**SELECTED PASSAGE:**
<<<<

Aside from my Writer’s Voice entry, I haven’t written that much about writing lately, and I’ve decided that that needs to change. One of my favorite things about reading other writers’ blogs is learning about their characters and imagining how fun it will be to finally be able to read those characters’ stories once their book is published. Plus, it’s always fun to see what other people are working on.

That’s why I’ve decided to make Mondays “Character Mondays.” Each Monday, I’m going to share a bit about one of the characters I’m working with. This should be helpful for me because it will force me to make sure that I really understand all of my characters, and I’m hoping it’ll make my blog more interesting for those of you who are tired of having most of my posts be book reviews.

Since I’m currently reading through CP notes for my novel LET GO, I’m going to start with the main character from that one.

Name: Samantha Carson

Age:22, turns 23 halfway through the novel

Appearance: Tall, medium build with black hair that’s cut to her shoulders. Always dresses in business attire.

>>>>

(Pointing data)

<<<<

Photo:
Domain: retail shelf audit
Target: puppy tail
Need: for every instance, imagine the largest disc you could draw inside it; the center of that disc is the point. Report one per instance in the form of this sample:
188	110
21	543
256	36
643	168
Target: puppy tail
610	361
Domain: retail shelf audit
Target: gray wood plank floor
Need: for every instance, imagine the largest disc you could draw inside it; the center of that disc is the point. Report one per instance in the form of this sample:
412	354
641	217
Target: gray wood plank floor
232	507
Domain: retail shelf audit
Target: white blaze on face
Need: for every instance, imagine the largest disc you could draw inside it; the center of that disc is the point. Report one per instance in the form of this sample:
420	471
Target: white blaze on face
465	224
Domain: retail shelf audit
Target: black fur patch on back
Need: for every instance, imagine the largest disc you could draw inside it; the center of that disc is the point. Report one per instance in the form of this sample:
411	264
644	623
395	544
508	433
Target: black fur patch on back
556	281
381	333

>>>>
<<<<

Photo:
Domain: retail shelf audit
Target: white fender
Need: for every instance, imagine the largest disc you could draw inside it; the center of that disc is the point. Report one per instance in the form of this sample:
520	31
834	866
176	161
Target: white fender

>>>>

**WORK TO DO:**
Answer these questions using the blog post above about character posts:
(a) What name does the writer give to Mondays?
(b) What is the title of the novel whose main character is introduced first?
(c) How old is Samantha Carson, and when does her age change?

**SOLVED PROBLEM:**
(a) "Character Mondays."
(b) LET GO.
(c) She is 22 and turns 23 halfway through the novel.